* start *

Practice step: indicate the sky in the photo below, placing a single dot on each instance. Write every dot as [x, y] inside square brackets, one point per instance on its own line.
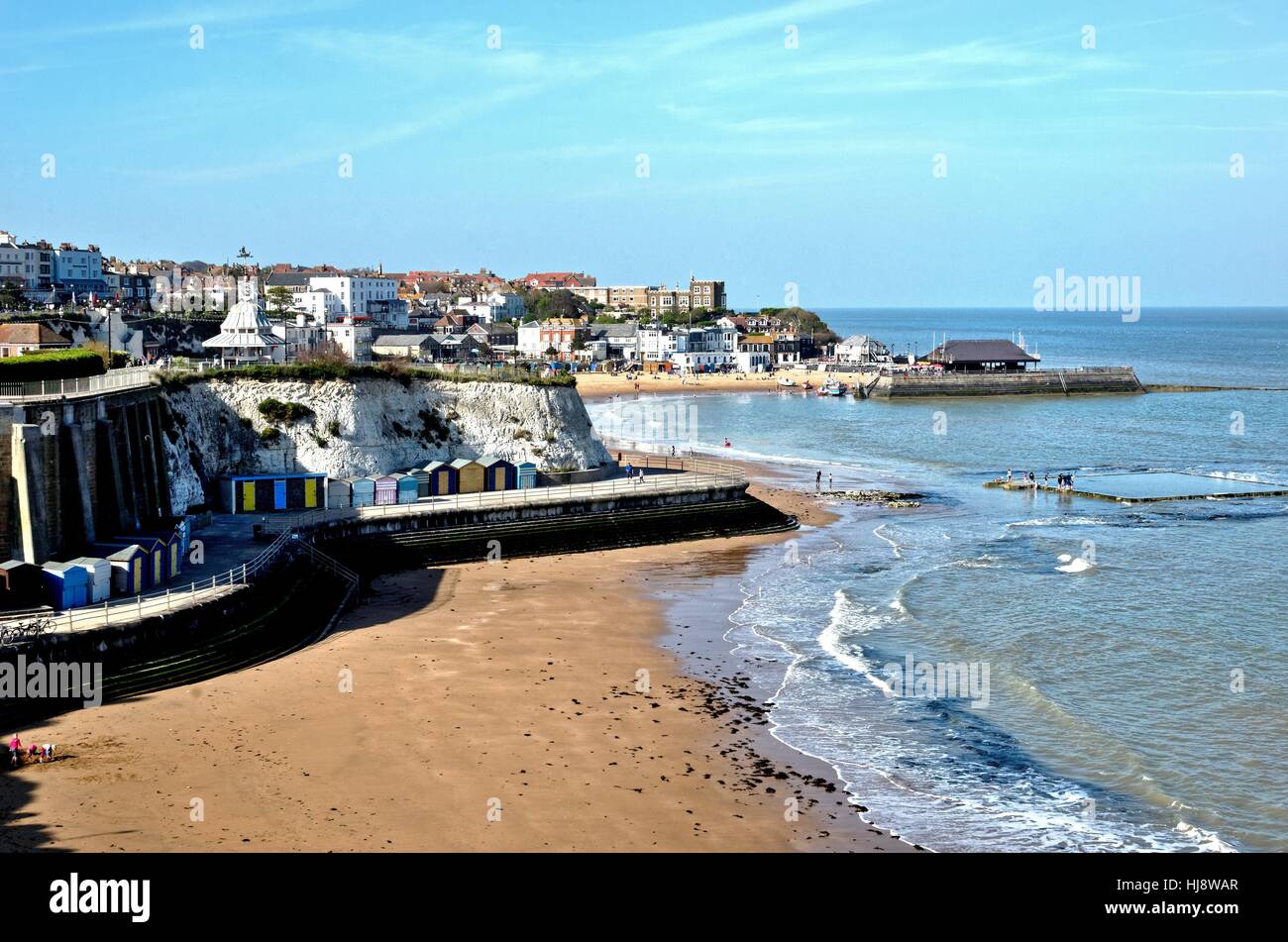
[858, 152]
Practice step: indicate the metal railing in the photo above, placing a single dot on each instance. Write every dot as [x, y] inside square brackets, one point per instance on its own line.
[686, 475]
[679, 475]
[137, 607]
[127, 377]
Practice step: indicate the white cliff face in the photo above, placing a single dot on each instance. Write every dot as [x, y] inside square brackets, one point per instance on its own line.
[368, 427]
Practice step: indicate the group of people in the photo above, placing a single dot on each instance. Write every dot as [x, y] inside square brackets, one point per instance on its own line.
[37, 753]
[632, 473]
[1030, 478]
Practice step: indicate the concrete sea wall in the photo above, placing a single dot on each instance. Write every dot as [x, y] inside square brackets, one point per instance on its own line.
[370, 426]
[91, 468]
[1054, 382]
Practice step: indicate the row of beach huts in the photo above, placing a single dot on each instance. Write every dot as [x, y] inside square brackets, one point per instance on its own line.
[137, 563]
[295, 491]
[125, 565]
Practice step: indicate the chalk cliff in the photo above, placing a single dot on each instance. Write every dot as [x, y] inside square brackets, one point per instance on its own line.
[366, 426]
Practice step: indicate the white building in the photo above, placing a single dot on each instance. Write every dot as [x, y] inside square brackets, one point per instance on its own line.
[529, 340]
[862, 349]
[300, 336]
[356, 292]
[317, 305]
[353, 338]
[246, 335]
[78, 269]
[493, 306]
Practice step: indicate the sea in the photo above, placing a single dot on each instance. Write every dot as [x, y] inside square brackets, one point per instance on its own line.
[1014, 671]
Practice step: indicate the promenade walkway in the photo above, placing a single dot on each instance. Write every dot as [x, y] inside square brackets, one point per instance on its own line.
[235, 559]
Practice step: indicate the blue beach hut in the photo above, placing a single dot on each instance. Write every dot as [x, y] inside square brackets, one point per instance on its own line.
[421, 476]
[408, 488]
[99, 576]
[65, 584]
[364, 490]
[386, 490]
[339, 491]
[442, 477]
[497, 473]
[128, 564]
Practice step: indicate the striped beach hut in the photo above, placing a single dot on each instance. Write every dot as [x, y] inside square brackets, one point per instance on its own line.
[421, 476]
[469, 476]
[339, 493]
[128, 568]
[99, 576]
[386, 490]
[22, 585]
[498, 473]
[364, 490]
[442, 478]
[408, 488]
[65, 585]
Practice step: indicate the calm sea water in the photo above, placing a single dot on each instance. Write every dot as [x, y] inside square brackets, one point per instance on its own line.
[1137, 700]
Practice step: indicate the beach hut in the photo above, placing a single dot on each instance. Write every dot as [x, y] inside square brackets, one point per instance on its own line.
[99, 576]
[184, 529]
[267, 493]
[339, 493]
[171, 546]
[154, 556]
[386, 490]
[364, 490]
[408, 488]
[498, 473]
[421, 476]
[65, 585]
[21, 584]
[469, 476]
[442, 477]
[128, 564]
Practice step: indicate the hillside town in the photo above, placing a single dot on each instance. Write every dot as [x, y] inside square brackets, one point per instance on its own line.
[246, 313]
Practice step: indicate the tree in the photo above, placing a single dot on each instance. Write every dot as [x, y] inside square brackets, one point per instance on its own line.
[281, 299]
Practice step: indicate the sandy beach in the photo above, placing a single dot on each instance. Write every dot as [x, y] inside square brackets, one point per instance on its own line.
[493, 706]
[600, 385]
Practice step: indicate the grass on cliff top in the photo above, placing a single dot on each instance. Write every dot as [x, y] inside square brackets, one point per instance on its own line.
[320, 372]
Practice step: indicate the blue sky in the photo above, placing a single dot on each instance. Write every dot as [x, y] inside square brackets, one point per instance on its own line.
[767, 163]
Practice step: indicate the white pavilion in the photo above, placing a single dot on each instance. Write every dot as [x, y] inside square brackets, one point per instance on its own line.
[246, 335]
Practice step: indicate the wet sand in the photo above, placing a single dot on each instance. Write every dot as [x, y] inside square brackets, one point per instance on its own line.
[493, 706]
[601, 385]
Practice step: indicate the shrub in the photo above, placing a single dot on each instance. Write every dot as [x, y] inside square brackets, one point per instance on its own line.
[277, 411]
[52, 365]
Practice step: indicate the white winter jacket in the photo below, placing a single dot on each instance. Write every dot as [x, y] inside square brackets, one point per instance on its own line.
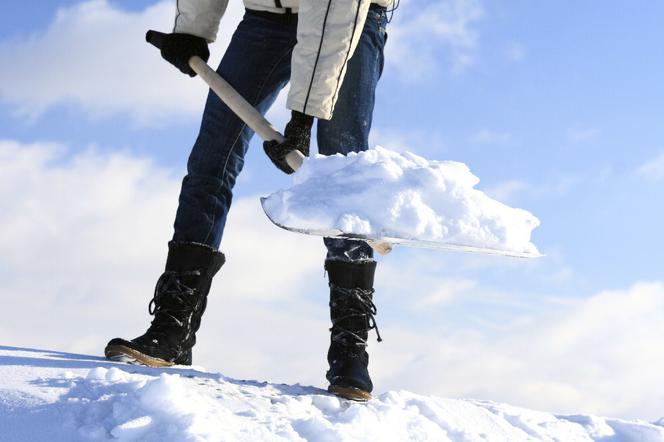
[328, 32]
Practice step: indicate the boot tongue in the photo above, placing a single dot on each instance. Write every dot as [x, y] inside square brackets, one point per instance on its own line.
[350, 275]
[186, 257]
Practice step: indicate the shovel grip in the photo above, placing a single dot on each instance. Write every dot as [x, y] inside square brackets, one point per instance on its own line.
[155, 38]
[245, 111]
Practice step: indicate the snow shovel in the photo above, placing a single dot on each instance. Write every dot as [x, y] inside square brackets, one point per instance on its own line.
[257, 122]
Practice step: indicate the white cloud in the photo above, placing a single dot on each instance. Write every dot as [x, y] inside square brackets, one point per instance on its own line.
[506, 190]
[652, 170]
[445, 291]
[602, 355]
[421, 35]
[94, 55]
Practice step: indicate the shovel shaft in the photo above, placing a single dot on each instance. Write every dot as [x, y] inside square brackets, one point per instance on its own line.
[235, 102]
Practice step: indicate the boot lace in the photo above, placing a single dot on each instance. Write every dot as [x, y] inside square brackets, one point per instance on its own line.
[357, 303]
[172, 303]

* end *

### Task instructions
Write out all of the material above again with "photo" swapped for "image" everywhere, changing nothing else and leaving out the pictures.

### Solution to this task
Practice step: indicate the sky in the image below, placing a single dot on each instance. Write every dot as [x, y] inside square brackets, one point per instance on its own line.
[858, 152]
Practice step: indicate the metal railing in the image above, placing a single dot on each instance. Write every dot as [x, y] inside square brackets, one point per instance on its own line.
[686, 475]
[679, 475]
[137, 607]
[127, 377]
Practice step: indicate the white cliff face in the image above, placing a single dot on each instance. Write every dot as [x, y] inside square brackets, one point per instance on its own line.
[368, 427]
Practice step: indicate the group of people in the image above, placing a single dot on each instance. Write every dot as [x, y] inside square brackets, one point per instance on its own line.
[37, 753]
[632, 473]
[1030, 478]
Practice step: indicate the concrete sea wall in the image above, placing a single dot on each instance. Write every dot as [x, y] inside square brackets, one point per instance on its own line.
[370, 426]
[91, 468]
[1054, 382]
Practice step: indicate the row of beach huts in the image above, placing a single dot on each instance. Write every dot as [x, y] inside square brackets, one point per instance on its own line.
[137, 563]
[295, 491]
[125, 565]
Practice step: indicate the chalk cliff in the image above, placing a single dot on each instance. Write every dot as [x, y] inside square brackets, one point per instance on its own line.
[366, 426]
Practice step: indicate the white building in the image above, placing a single dot on each instance. Write every dot as [x, y] inside square brackets, one point per instance on its own line.
[529, 340]
[862, 349]
[300, 336]
[356, 292]
[317, 305]
[353, 338]
[246, 335]
[78, 269]
[493, 306]
Practice step: indicate the sea in the image above, placing a single dot on each instance. Write every dot as [x, y] inside square brackets, one point per instance on its own line.
[1014, 671]
Practice step: indicate the promenade walkway in the image above, placing a single dot on each instance. Write every dot as [x, y] inside square brackets, one point per instance on its own line.
[235, 559]
Practice step: indicate the blue beach hut in the image above, placing a single dot on each instance. Write every dot as [x, y] inside square brackets, one point per instance on its own line.
[421, 476]
[408, 488]
[99, 576]
[65, 584]
[364, 490]
[386, 490]
[339, 491]
[442, 477]
[497, 473]
[128, 564]
Practice step: indicate the striped beach hut in the image above, placing a single dot on each instance. Write every dot as [x, y] inside square brackets, one point per instance on its own line.
[421, 476]
[469, 476]
[339, 493]
[128, 568]
[99, 576]
[386, 490]
[22, 585]
[498, 473]
[364, 490]
[442, 478]
[408, 488]
[65, 585]
Practice step: indicate the calm sea water in the image above, placing a single dot on each instance. Write every dot as [x, y] inside square brackets, one point per instance on its own line.
[1137, 700]
Practice step: indicate the beach hut in the image above, placing a single dot on each instance. Write every dot as [x, y] inside square brackets, one point per instance on its own line.
[99, 576]
[184, 529]
[267, 493]
[339, 493]
[171, 546]
[154, 556]
[386, 490]
[364, 490]
[408, 488]
[498, 473]
[421, 476]
[65, 585]
[21, 584]
[469, 476]
[442, 477]
[128, 564]
Practice step: indicate the hillside town in the image above, placing a single dot on each instance. Write every dot as [x, y] inside square brackets, one point per instance on its own line.
[246, 313]
Practice step: indicate the tree in the image above, placing a single dot on each instance. Write every dot as [x, y] inside square brackets, one point per instance on its own line.
[281, 299]
Practice step: indicate the sandy beach in the image above, placing a single dot on each instance. Write every dot as [x, y] inside square brackets, one point per instance on its own line.
[493, 706]
[600, 385]
Practice step: indicate the grass on cliff top in the image above, placing a single dot on each instance. Write every dot as [x, y] inside square brackets, one point per instance on its own line.
[320, 372]
Practice step: indicate the blue sky in the image above, placing a single dot on each instance. Write every dot as [x, y] inside square brackets, one point per instance on its own line.
[767, 163]
Practice step: indicate the white pavilion in the image above, placing a single dot on each instance. Write every dot as [x, y] inside square brackets, one point per instance on its own line.
[246, 335]
Practice step: indicate the wet sand in the image above, placing a single dot on each instance. Write every dot as [x, y] inside square brackets, one point per instance on its own line.
[493, 706]
[601, 385]
Practice step: indicate the shrub in the image above, placing a single dot on each instance. Write every dot as [x, y] inside square brackets, one point per instance on its own line.
[277, 411]
[52, 365]
Practice step: indicate the white winter jacket in the image below, placing a single dot on each instance. Write every dot as [x, y] inside square brackets, one point per instance on its own line.
[328, 32]
Practice step: indicate the boot tongue in the image above, placing a single dot on each instance. Write every dot as [x, y] inside square brackets, one point per instance on its own line.
[350, 275]
[186, 257]
Practice step: indicate the shovel grip in the image above, placing a single dot on each instance. Write every dot as [x, y] inside square brackets, one point per instance on its own line.
[155, 38]
[245, 111]
Practice step: indicate the snow shovel in the image above, placing a single dot on each instance. Write every dot as [x, y] inside square brackets, one point per instance on its own line.
[257, 122]
Practice step: indicate the white cloud in the image above, placing a single dot on each instance. Write every dot as [x, y] inside square brackets, one point per instance on its own line.
[506, 190]
[652, 170]
[445, 291]
[602, 355]
[421, 35]
[94, 55]
Practice step: indicate the shovel shaft in the image above, placing a single dot on each instance. Write every dot as [x, y] inside square brackets, one point per instance on its own line.
[235, 102]
Practice step: indicate the boot lace in the image above, placing a single dot on each instance. Write every dot as [x, y] inside square brackets, one point per instance on its own line.
[357, 303]
[172, 303]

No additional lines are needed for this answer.